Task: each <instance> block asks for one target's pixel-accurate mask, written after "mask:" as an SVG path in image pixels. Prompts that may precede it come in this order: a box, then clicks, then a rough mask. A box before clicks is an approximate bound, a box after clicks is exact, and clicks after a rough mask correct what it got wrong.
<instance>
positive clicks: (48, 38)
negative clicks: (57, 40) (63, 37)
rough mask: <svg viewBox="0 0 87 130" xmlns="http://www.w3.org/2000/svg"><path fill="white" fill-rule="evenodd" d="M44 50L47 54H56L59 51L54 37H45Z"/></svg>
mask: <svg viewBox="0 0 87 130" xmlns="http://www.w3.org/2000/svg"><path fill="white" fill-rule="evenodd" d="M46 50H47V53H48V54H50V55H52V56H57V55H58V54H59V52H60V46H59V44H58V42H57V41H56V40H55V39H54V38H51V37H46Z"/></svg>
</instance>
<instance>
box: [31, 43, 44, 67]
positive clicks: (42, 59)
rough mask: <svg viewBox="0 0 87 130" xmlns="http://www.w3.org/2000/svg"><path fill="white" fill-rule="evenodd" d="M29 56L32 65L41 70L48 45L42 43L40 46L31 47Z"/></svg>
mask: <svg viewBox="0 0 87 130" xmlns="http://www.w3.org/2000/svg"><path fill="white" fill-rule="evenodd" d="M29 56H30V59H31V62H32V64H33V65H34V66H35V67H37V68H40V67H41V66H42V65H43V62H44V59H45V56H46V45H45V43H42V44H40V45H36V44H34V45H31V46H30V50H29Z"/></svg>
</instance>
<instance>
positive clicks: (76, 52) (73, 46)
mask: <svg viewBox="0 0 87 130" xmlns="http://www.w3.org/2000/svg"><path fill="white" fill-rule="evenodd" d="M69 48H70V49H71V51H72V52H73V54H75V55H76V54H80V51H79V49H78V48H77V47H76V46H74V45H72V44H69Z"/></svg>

::::

◆ **ABOUT THIS TASK**
Type out the records above again, exactly the same.

◆ **EXERCISE RESPONSE**
Task: each <instance> block asks for one target's pixel-accurate mask, written after "mask:" as an SVG path in image pixels. Prompts that may precede it come in this order: a box, then clicks, then a rough mask. A box before clicks is an approximate bound, a box after clicks is exact, and clicks after a rough mask correct what it got wrong.
<instance>
positive clicks: (48, 38)
negative clicks: (57, 40) (63, 37)
rough mask: <svg viewBox="0 0 87 130" xmlns="http://www.w3.org/2000/svg"><path fill="white" fill-rule="evenodd" d="M44 50L47 54H56L59 51L54 37H45Z"/></svg>
mask: <svg viewBox="0 0 87 130" xmlns="http://www.w3.org/2000/svg"><path fill="white" fill-rule="evenodd" d="M46 50H47V53H48V54H50V55H52V56H57V55H58V54H59V52H60V46H59V44H58V42H57V41H56V40H55V39H54V38H51V37H46Z"/></svg>
</instance>
<instance>
box: [31, 43, 44, 67]
positive clicks: (42, 59)
rough mask: <svg viewBox="0 0 87 130" xmlns="http://www.w3.org/2000/svg"><path fill="white" fill-rule="evenodd" d="M29 56L32 65L41 70L48 45L42 43L40 46L31 47Z"/></svg>
mask: <svg viewBox="0 0 87 130" xmlns="http://www.w3.org/2000/svg"><path fill="white" fill-rule="evenodd" d="M29 56H30V59H31V62H32V64H33V65H34V66H35V67H37V68H40V67H41V66H42V65H43V62H44V59H45V56H46V45H45V43H42V44H40V45H36V44H34V45H31V46H30V50H29Z"/></svg>
</instance>
<instance>
positive clicks: (76, 52) (73, 46)
mask: <svg viewBox="0 0 87 130" xmlns="http://www.w3.org/2000/svg"><path fill="white" fill-rule="evenodd" d="M69 48H70V49H71V51H72V52H73V54H75V55H76V54H80V51H79V49H78V48H77V47H76V46H74V45H72V44H69Z"/></svg>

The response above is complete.